- **Study text**:
Segment Open

Historian Lee Webb will present “From Wood to Water to Coal: How Maine First Became a High Cost Energy State, A Nineteenth Century Tale,” at the Camden Public Library on Tuesday, Oct. 19 at 6:30 p.m. Webb’s talk is an important part of the library’s Green October series on green energy sources for Maine.

In the first half of nineteenth century, Maine had abundant supplies of low-cost energy. Initially that low-cost energy source was wood and later it was water power. Capital poured into Maine to tame the raging rivers, and new cities like Saco, Biddeford, Lewiston, and Waterville emerged as a result. Maine’s natural energy resources were one of its great competitive advantages. Maine was one of the great beneficiaries of the wood-and water-based economy of American’s 19th century.

All of that changed after the Civil War. Coal replaced both wood and water as the most efficient energy source and Maine lost one of its great advantages. Maine had no coal, and other states with abundant supplies such as Pennsylvania, Ohio, and Illinois replaced Maine as low-cost energy states. Far from America’s coal mines, and denied access to the coal mines of Nova Scotia, Maine could not compete for the new industries that emerged in the late nineteenth century. This talk will describe in detail the history (economic, environmental, and political) of these energy sources and the impact that the shift towards coal, and then oil, had on Maine in the 19th and 20th century.

Segment Closed

- **Supplied data**:

Segment Open

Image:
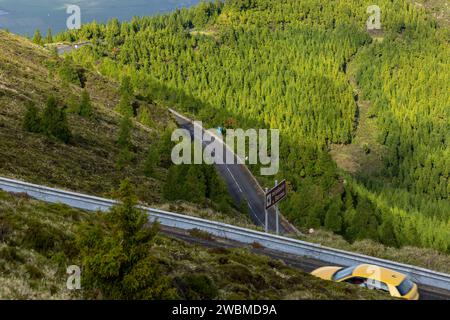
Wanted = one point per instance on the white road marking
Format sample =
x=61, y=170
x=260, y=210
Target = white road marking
x=254, y=213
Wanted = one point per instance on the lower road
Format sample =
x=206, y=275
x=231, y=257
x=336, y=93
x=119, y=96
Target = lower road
x=242, y=186
x=302, y=263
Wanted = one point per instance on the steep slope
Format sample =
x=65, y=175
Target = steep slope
x=261, y=64
x=87, y=163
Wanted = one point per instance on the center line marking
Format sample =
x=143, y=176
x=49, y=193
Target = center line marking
x=235, y=181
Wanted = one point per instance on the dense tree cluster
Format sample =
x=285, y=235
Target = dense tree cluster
x=52, y=123
x=282, y=64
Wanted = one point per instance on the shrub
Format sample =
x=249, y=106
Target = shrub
x=32, y=120
x=11, y=254
x=33, y=272
x=85, y=106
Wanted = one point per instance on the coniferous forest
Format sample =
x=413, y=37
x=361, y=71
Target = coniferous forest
x=284, y=65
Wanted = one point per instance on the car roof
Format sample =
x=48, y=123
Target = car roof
x=379, y=273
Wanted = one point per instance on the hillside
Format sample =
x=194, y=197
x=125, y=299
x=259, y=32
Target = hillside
x=91, y=161
x=38, y=242
x=313, y=71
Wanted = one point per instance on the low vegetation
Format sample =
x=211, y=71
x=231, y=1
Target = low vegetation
x=38, y=242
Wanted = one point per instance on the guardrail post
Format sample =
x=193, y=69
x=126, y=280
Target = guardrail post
x=266, y=215
x=277, y=214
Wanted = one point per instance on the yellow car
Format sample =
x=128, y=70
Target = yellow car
x=372, y=277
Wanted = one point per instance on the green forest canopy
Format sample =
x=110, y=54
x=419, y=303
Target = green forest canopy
x=282, y=64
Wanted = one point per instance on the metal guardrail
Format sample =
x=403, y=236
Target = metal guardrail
x=278, y=243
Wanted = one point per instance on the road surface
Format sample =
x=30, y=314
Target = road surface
x=242, y=186
x=301, y=263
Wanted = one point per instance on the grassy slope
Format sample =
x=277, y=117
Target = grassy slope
x=87, y=164
x=36, y=246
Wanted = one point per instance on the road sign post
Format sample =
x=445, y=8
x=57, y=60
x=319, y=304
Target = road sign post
x=273, y=196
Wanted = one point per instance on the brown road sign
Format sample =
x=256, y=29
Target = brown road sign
x=275, y=195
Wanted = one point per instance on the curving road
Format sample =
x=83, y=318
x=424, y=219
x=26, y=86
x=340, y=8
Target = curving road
x=301, y=263
x=241, y=184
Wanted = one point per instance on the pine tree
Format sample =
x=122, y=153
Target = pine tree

Segment Closed

- **Task instructions**:
1: Answer from the announcement of the Maine energy history talk:
(a) Where and when will the talk take place?
(b) Which new cities emerged when capital poured into Maine to tame its rivers?
(c) Which states replaced Maine as low-cost energy states after the Civil War?
2: Extend the announcement of the Maine energy history talk, starting right after its last sentence.

- **Answers provided**:
1:
(a) At the Camden Public Library on Tuesday, Oct. 19 at 6:30 p.m.
(b) Saco, Biddeford, Lewiston, and Waterville.
(c) Pennsylvania, Ohio, and Illinois.

2:
Webb lives in Union and is presently a PhD candidate in the history department of the University of Maine at Orono. He is engaged in writing a dissertation on Maine during the Gilded Age and the Progressive Era. Webb has graduate degrees in economics and public administration and is a Senior Policy Fellow at the Margaret Chase Smith Policy Center at UMO. He retired to Maine six years ago after a career in public policy, government, and hospital and university administration.